- PAGE EXCERPT
** Begin **

Bug Hunt: A Practical Example of the Hollywood Method – Part 5

And so we come to the final act of the movie Aliens, where, according to the Hollywood Formula, we’ll see our Protagonist resolve her issues with her Relationship Character and, in doing so, address the movie’s theme, then rise from the ashes of her Low Point to defeat her Antagonist. In previous postings, we’ve identified our Protagonist (Ripley) and seen her make her Fateful Decision, then watched as she began to work toward her goalencountered the Mid-Point Twist and lost almost all hope of success.

But the writers of Aliens has already shown themselves to be tricksy bastards thus far; it’s been hard to tell just who the Antagonist (Burke? The Aliens? Bishop?) and the Relationship Character (Burke? Bishop? Hicks?) are. Heck, one of our candidates – Carter Burke – was slain before Ripley could resolve her issues with or defeat him – before she even hit her Low Point.

So all we have left for Act 3 is Bishop and Hicks… or do we? Maybe our Antagonist is something we haven’t seen yet…

Act 3

Scene 1

No, Bishop, we’re not.

If the earlier gun porn wasn’t bad enough, Ripley tapes a pulse rifle and a flamethrower together! Tech-toy nerds and adrenaline junkies pass out from the rush of blood from the brain to other organs. No wonder Ripley follows Sigourney Weaver wherever the poor woman goes… In contrast, all Hicks can do is hop himself up on pain meds. That alien’s blood must have done a number on him.

Our beleaguered android does his best at trying to talk Ripley out of her mission (which she only has nineteen minutes to complete), yet talk is all he does. He doesn’t fly the dropship straight back to the Sulaco, he flies it into the processor’s upper works. A seeming conflict with his behavioural inhibitor, but then again, he does let a pack of Marines in his charge walk into combat… Regardless, Ripley is so busy loading up with grenades (still your beating hearts, boys) that she doesn’t even look at Bishop. She tells Hicks to make sure the android stays put, but let’s face it, Hicks couldn’t stop a poodle pup pissing on him in his state.

Purpose: Remind us all of how finely Ripley is cutting her rescue mission – and how driven she is to succeed.

Geek Note: Just how did those pesky aliens get Newt all the way back to the bowels of the processor on foot before Ripley could get there in a freaking aircraft? This is the first time I’ve realised how odd that is.

** End **

- DATASET EXTRACT
** Begin **

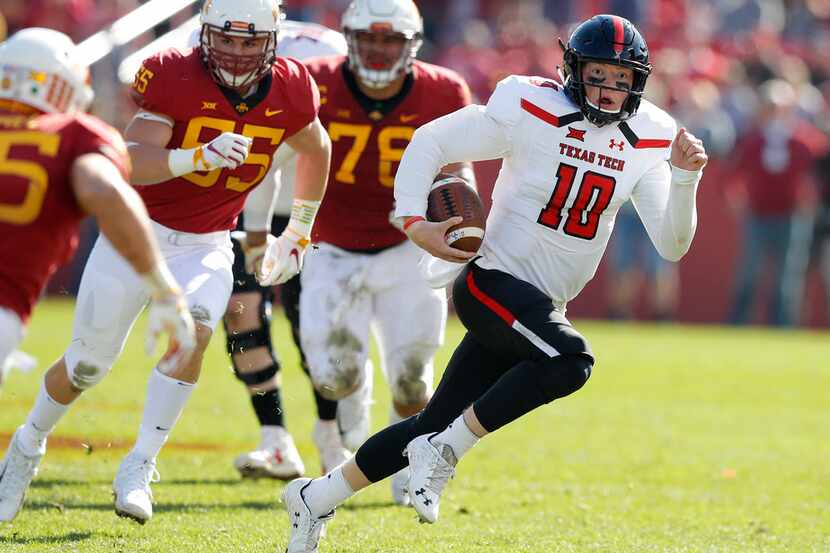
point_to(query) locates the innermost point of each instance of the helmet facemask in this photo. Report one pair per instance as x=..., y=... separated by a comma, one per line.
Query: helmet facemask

** End **

- EXERCISE DESCRIPTION
Extend the scene-by-scene breakdown of Aliens past its closing Geek Note, picking up with the next scene of Act 3 in the same voice and format.

- RESULT FOR THIS TASK
Scene 2

The lift down allows Ripley to finish gearing up, and though she only takes her jumpsuit jacket off, I will give you good odds that cinemagoing fellas are more turned on by her strapping on a grenade-laden combat harness and two big freaking guns than they were with her to-the-underwear strip-down in Alien. This time, the beeping isn’t a motion tracker (the flamethrower clears her path for her) but instead the locator from earlier on. Newt is only fifty metres away.

Even the flamethrower doesn’t make anything inhuman scream or flinch, so she makes her way to Newt’s location in the heart of the hive – except the only thing left of the girl is the wristwatch tracking beacon.

Purpose: Hm. We’re ten minutes past the technical finish of Act 2 and only twenty minutes of the film remain, yet it seems that here’s our real Low Point. All Ripley’s determination and struggle to save Newt have been for naught, and all she has left is tears.

Scene 3

Or does she?

Newt stirs, waking up in a cocoon of alien resin that holds her fast – and her struggles only stir the egg before her, from out of which a parasite starts to crawl. The only thing she can do is scream – which is all she needs to do. Ripley follows her voice, rushes in and terminates the horrible creature with a short burst (see, Hudson? That’s how you do it), then polishes off one, two, three aliens for good measure (hope you were still watching, Hudson). A sudden explosion floods the corridor Ripley came in through with fire, so she and Newt flee the other way –

… and Ripley finally comes face to face (?) with her Antagonist. But then again, maybe she was always there, working against Ripley through her children. Who knows? If she does, the Queen certainly isn’t telling.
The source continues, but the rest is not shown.